◆ **What you have to do**
Turn everything in the material below, from the line containing "bird in flight" down through its last line, into a JSON list of strings with one string per line and no blank lines.

(Box-labeled dataset extracts)
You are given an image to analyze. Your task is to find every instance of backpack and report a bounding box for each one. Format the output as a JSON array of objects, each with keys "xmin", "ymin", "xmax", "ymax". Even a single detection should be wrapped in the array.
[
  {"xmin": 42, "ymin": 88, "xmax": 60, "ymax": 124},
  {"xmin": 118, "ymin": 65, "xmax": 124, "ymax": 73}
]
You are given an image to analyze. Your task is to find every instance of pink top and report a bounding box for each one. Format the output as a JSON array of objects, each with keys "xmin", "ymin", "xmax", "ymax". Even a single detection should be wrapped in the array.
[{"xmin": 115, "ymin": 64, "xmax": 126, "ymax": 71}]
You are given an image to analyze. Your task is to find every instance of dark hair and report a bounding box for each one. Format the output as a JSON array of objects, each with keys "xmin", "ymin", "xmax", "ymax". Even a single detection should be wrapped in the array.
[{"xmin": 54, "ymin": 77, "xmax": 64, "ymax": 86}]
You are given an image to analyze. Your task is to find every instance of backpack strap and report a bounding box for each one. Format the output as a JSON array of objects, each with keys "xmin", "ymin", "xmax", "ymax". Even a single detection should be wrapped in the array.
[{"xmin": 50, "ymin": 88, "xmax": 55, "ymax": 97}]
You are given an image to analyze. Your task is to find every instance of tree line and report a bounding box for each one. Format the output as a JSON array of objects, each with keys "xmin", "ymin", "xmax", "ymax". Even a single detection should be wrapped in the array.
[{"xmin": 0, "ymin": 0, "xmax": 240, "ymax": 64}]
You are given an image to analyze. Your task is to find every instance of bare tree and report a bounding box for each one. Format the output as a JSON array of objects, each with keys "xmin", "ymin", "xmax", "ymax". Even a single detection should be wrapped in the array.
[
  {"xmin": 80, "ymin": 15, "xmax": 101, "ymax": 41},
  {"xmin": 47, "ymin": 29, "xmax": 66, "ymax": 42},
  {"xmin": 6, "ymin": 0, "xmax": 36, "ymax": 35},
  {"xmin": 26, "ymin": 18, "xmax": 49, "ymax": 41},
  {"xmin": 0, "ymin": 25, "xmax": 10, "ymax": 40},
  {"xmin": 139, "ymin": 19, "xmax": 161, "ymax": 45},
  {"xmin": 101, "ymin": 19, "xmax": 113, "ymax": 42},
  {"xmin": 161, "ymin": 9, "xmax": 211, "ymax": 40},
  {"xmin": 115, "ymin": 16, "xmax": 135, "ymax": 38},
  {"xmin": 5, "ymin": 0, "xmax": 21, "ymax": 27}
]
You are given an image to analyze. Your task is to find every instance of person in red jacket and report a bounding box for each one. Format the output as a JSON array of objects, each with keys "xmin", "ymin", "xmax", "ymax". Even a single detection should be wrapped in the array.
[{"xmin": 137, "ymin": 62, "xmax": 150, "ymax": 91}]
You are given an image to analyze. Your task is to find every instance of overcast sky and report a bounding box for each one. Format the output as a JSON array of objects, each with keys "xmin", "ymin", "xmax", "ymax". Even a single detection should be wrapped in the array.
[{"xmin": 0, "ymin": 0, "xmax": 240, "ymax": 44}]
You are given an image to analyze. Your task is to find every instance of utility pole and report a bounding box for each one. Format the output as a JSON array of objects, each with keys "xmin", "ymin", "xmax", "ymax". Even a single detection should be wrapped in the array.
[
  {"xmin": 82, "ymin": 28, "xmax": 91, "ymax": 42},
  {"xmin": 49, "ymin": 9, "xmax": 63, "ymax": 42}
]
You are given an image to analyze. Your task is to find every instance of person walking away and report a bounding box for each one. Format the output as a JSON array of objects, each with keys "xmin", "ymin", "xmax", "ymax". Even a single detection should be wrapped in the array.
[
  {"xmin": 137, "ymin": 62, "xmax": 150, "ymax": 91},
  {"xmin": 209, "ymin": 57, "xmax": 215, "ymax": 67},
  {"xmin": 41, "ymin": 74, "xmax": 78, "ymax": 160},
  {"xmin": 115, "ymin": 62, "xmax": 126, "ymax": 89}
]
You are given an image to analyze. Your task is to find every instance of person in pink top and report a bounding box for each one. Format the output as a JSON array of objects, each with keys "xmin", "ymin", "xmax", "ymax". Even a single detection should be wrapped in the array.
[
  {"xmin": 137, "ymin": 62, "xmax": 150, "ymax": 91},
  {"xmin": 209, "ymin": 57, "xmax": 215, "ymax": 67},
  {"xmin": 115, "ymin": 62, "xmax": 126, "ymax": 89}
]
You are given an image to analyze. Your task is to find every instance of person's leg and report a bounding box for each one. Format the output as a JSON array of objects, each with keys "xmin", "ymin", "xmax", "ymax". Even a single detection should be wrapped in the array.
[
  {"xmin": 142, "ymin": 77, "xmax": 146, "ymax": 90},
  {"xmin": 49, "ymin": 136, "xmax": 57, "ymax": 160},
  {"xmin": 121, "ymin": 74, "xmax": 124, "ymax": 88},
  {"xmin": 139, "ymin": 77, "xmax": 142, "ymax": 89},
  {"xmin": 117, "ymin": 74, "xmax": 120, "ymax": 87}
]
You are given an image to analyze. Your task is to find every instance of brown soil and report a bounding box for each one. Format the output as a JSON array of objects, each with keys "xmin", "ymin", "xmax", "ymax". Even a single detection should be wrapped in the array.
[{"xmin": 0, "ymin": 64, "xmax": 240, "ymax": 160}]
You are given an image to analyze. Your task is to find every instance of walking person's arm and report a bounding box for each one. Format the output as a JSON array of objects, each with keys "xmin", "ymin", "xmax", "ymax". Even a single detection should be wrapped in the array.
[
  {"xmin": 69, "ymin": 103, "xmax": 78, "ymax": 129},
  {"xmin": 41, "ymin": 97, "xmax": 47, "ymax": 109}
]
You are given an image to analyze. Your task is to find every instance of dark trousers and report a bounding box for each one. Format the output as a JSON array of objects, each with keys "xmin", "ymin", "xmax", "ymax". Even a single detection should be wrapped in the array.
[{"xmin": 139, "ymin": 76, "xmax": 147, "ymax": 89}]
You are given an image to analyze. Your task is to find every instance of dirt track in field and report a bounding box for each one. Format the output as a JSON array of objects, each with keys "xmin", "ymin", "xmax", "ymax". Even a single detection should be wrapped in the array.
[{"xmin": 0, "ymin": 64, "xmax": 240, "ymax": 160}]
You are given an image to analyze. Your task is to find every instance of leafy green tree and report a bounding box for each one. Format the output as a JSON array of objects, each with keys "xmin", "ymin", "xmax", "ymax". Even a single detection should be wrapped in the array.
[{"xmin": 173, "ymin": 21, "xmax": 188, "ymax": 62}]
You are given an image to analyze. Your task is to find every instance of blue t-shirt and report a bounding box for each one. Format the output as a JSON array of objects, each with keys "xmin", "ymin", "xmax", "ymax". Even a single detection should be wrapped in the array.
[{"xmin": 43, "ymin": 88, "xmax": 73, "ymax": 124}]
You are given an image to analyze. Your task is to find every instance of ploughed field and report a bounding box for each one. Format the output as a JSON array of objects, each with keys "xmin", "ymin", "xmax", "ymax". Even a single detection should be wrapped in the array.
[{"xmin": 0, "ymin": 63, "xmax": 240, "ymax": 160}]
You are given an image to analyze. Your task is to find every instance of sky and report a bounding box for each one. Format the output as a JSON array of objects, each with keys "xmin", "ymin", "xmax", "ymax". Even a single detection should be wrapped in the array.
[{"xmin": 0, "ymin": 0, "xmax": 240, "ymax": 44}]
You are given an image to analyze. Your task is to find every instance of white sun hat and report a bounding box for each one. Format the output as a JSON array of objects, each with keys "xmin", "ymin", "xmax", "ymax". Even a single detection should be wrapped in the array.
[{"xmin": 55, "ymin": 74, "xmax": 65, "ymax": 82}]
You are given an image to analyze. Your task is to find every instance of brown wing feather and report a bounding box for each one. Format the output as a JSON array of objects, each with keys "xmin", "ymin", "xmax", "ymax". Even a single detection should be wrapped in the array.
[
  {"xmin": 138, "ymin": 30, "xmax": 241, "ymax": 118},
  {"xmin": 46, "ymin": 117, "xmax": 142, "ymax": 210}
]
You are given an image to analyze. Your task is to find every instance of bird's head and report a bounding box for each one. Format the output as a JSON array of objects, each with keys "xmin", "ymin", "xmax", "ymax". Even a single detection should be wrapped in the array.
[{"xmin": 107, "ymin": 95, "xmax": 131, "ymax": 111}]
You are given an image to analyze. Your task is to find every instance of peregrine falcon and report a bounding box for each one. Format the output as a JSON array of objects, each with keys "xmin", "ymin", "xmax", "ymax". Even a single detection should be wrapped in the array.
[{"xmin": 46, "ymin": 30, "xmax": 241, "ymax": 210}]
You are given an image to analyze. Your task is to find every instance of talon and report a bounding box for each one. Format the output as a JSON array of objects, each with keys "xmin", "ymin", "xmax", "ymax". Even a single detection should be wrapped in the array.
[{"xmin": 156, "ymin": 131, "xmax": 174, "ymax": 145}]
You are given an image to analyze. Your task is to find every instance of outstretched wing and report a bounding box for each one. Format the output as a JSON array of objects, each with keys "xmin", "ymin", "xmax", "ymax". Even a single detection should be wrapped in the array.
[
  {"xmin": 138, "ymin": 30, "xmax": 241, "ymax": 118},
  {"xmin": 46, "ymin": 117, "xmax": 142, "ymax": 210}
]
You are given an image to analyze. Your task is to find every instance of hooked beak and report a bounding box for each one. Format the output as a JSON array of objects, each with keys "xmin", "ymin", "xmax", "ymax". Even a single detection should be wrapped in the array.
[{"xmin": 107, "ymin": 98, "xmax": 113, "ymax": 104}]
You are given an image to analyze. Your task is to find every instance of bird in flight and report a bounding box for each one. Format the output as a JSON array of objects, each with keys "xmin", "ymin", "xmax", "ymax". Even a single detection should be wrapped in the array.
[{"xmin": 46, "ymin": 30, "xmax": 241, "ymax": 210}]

◆ **Worked solution**
[
  "You are given an image to analyze. Your task is to find every instance of bird in flight and report a bounding box for each one. Format the output as a JSON array of objects, each with keys \"xmin\", \"ymin\", \"xmax\", \"ymax\". Even a single detection should be wrapped in the array.",
  "[{\"xmin\": 46, \"ymin\": 30, \"xmax\": 241, \"ymax\": 210}]"
]